EXTRACTED RECORDS>
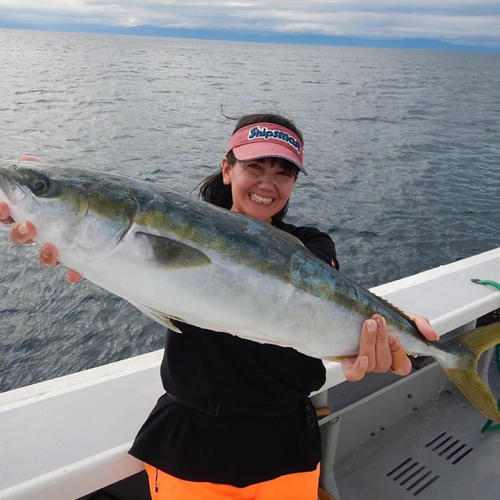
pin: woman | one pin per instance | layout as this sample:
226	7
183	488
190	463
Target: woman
236	421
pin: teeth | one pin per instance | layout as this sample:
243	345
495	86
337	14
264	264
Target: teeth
259	199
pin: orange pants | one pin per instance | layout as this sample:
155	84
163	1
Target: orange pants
299	486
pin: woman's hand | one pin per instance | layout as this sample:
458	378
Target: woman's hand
380	351
23	233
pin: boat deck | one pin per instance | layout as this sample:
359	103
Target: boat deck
436	452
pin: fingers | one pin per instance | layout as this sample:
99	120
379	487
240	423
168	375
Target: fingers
374	344
23	233
401	364
48	255
5	217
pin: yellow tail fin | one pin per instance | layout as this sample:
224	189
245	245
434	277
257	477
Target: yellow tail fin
472	345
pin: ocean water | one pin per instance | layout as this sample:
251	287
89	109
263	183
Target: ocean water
403	149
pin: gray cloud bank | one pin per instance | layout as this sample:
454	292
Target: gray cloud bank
456	21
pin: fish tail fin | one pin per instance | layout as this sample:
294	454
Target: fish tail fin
469	346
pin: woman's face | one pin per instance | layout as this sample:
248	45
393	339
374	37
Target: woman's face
260	188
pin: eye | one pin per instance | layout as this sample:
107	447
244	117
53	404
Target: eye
40	186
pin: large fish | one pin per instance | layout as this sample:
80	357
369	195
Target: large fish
175	257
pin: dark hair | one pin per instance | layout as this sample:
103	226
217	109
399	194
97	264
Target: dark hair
213	188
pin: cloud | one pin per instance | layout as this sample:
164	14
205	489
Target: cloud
462	21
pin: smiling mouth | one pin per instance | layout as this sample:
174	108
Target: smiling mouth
260	199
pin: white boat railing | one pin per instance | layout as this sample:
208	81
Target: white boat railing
65	438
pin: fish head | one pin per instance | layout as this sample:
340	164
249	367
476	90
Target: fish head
82	212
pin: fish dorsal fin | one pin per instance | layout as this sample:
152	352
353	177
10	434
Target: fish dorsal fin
158	316
173	254
396	309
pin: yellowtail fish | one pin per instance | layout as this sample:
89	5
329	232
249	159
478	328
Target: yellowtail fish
175	257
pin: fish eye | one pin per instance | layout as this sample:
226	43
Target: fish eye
40	186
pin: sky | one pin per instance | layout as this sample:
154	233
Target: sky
459	22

TASK TO COMPLETE> Repeat every record above exactly, but drop the pictures.

OUTPUT FOR THIS EXERCISE>
pin: woman | one pin per instance | layout as this sample:
226	7
183	488
190	463
Target: woman
236	421
pin: teeth | one pin per instance | layout as this sample:
243	345
495	86
337	14
264	264
Target: teeth
259	199
pin: orange pants | one pin per instance | layout as this sample:
155	84
163	1
Target: orange pants
299	486
pin: woman's hand | one pin per instance | layout as this sample:
458	378
Target: woman's hand
380	351
23	233
pin: boat deck | one pin per instance | layout as this sample:
359	103
Target: boat deck
436	452
pin: fingers | one pin per instance | layout as this sample:
99	120
379	487
240	423
168	375
Target: fingers
374	344
23	233
401	364
48	255
5	217
pin: yellow tail fin | one pin per instance | layout as this sample:
224	189
245	245
434	277
257	477
Target: yellow tail fin
472	345
pin: ocean water | one pin per instance | layout as this sample:
251	287
89	109
263	183
Target: ocean water
403	149
pin: gray cloud bank | one pin per instance | layout as this sample:
454	292
Target: gray cloud bank
456	21
pin: fish tail fin | one pin per instance | layout as this sample:
294	454
Target: fish tail fin
469	346
pin: woman's face | one pin per instance | layout as this sample:
248	45
393	339
374	37
Target: woman's face
260	188
pin: eye | one pin per instance | layout as this sample:
107	447
244	117
53	404
Target: eye
40	186
pin: large fish | one pin per instance | layout as this sample:
80	357
369	195
Target: large fish
175	257
pin: dark hair | one pin per instance | layout as this sample:
103	226
217	109
399	194
97	264
Target: dark hair
213	188
pin: cloud | one pin per instance | layout as this sample:
164	14
205	489
Target: cloud
462	21
pin: smiling mouth | one pin per instance | layout as this sample:
174	108
Target: smiling mouth
260	199
pin: white boat railing | one pin per instance | layout as this sample:
208	81
Target: white boat railing
65	438
pin: fish head | one pin per instance | layout as this sample:
340	164
249	367
476	90
Target: fish head
82	212
pin: fish dorsal fin | one pin per instance | layout as this sample:
152	352
353	177
10	434
Target: fish dorsal fin
158	316
173	254
396	309
pin: yellowtail fish | one pin per instance | layout as this sample:
89	5
329	232
249	159
478	328
Target: yellowtail fish
175	257
pin: fish eye | one pin per instance | layout as this sample:
226	43
Target: fish eye
40	186
pin: sky | one pin per instance | layout as this sample:
154	233
Target: sky
459	22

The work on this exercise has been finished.